• TEXTO DO DOCUMENTO:

╭──

Em mais um ensaio acerca dos temas que envolvem a extensão do quórum de julgamento prevista no artigo 942, do Código de Processo Civil, deixaremos de lado os embargos de declaração (1) para falar acerca de interessante hipótese de cabimento da técnica processual no julgamento de agravo de instrumento.
Em que pese desenvolvida para o recurso de apelação, a Lei Processual de regência prevê a sua aplicação em duas exceções, na ação rescisória e no agravo de instrumento, nos termos do parágrafo 3°, do artigo 942.
É cediço que o recurso de agravo de instrumento restou regulamentado em hipóteses de cabimento específicas, adotando, o CPC, um sistema de preclusões diferidas: caso a recorribilidade da interlocutória não encontre-se prevista nos incisos do artigo 1.015, não restará preclusa a matéria, passível de alegação em preliminar de apelação ou em contrarrazões (2).

╰──

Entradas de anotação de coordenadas

╭──

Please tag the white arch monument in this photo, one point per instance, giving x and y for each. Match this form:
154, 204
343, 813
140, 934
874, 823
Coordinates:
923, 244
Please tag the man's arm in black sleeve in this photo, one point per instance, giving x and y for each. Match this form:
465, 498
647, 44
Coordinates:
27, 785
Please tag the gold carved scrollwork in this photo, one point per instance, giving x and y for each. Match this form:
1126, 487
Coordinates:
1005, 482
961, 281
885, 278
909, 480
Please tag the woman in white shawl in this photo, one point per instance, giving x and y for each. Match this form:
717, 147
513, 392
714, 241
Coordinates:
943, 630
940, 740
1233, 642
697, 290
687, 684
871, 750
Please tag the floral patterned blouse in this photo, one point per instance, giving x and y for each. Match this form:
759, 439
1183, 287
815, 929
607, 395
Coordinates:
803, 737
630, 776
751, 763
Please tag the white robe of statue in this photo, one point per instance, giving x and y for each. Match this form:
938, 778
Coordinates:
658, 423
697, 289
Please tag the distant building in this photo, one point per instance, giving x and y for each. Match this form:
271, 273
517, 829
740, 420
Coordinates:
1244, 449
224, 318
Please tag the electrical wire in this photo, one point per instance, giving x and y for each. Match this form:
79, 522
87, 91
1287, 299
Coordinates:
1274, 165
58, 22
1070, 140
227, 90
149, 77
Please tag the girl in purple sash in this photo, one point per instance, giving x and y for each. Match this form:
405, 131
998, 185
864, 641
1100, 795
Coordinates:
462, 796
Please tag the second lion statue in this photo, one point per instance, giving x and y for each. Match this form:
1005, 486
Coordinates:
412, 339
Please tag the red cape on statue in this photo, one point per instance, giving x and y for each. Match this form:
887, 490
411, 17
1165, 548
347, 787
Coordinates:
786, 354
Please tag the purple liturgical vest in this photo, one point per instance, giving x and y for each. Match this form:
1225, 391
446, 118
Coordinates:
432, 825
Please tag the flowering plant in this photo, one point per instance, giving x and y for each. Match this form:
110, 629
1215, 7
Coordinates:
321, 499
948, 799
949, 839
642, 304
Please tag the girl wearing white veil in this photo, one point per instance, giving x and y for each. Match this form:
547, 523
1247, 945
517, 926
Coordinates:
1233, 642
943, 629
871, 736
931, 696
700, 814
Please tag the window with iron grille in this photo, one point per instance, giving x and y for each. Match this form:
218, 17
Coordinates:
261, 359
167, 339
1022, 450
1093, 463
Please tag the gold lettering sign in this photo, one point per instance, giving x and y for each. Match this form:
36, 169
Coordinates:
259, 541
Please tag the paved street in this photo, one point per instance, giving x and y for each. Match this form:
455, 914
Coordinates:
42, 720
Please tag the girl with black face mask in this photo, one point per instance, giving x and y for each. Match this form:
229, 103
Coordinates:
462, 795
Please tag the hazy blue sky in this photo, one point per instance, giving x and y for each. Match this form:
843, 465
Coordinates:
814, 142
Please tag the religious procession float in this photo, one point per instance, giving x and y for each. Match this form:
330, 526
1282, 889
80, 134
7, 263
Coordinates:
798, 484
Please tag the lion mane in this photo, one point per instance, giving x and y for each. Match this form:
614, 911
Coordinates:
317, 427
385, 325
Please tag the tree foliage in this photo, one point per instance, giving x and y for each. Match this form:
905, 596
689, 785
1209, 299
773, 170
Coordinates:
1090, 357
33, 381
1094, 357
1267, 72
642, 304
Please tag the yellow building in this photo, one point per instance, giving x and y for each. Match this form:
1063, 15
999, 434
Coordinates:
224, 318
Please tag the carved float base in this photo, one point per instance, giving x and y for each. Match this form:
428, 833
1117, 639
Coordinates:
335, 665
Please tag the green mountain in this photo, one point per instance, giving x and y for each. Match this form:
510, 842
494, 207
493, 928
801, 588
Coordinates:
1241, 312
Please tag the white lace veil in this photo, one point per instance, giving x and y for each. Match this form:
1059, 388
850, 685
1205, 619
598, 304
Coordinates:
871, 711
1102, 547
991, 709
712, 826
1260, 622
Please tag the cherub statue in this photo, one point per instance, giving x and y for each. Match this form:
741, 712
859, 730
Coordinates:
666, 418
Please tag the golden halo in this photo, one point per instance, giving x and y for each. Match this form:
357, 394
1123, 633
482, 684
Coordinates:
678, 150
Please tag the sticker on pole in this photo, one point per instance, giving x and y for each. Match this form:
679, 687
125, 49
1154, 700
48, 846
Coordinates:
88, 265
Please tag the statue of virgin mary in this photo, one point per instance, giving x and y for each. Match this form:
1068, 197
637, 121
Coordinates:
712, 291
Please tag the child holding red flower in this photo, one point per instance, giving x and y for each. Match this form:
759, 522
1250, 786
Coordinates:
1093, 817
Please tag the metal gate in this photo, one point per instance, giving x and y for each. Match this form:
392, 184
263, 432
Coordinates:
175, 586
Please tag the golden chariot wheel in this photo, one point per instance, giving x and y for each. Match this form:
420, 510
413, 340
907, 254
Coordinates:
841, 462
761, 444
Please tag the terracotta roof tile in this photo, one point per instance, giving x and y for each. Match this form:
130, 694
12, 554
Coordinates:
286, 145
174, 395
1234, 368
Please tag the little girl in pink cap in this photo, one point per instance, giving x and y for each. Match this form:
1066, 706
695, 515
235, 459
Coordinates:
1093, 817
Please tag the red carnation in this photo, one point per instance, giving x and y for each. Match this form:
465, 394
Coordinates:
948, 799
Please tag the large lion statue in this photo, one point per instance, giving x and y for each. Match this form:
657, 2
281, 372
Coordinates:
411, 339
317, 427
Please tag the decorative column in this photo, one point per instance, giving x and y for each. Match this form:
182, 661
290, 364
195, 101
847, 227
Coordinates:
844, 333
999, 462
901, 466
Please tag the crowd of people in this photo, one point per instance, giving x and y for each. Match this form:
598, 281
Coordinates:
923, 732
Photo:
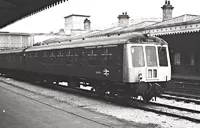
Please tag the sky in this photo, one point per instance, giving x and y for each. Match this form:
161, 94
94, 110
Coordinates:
103, 13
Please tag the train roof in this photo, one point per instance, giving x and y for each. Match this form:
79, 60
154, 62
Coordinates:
100, 41
11, 51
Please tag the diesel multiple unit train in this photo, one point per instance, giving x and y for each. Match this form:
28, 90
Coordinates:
128, 65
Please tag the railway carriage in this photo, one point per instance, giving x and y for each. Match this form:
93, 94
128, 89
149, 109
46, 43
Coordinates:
125, 65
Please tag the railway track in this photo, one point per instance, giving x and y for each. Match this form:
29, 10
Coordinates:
179, 112
180, 98
172, 111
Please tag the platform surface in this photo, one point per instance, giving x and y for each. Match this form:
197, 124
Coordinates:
24, 109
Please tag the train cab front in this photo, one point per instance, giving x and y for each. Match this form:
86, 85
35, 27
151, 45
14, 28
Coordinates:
147, 67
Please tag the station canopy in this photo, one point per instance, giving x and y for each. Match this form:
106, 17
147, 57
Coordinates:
13, 10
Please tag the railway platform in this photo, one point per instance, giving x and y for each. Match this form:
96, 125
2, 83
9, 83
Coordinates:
23, 109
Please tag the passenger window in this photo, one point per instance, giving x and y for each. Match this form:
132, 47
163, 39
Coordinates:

╰──

• DESCRIÇÃO DO EXERCÍCIO:
Reproduza fielmente o trecho do ensaio sobre o artigo 942 que começa em "É cediço que" e segue até "em contrarrazões (2).". Baseie-se somente no ensaio para responder.

• RESPOSTA ESCRITA:
É cediço que o recurso de agravo de instrumento restou regulamentado em hipóteses de cabimento específicas, adotando, o CPC, um sistema de preclusões diferidas: caso a recorribilidade da interlocutória não encontre-se prevista nos incisos do artigo 1.015, não restará preclusa a matéria, passível de alegação em preliminar de apelação ou em contrarrazões (2).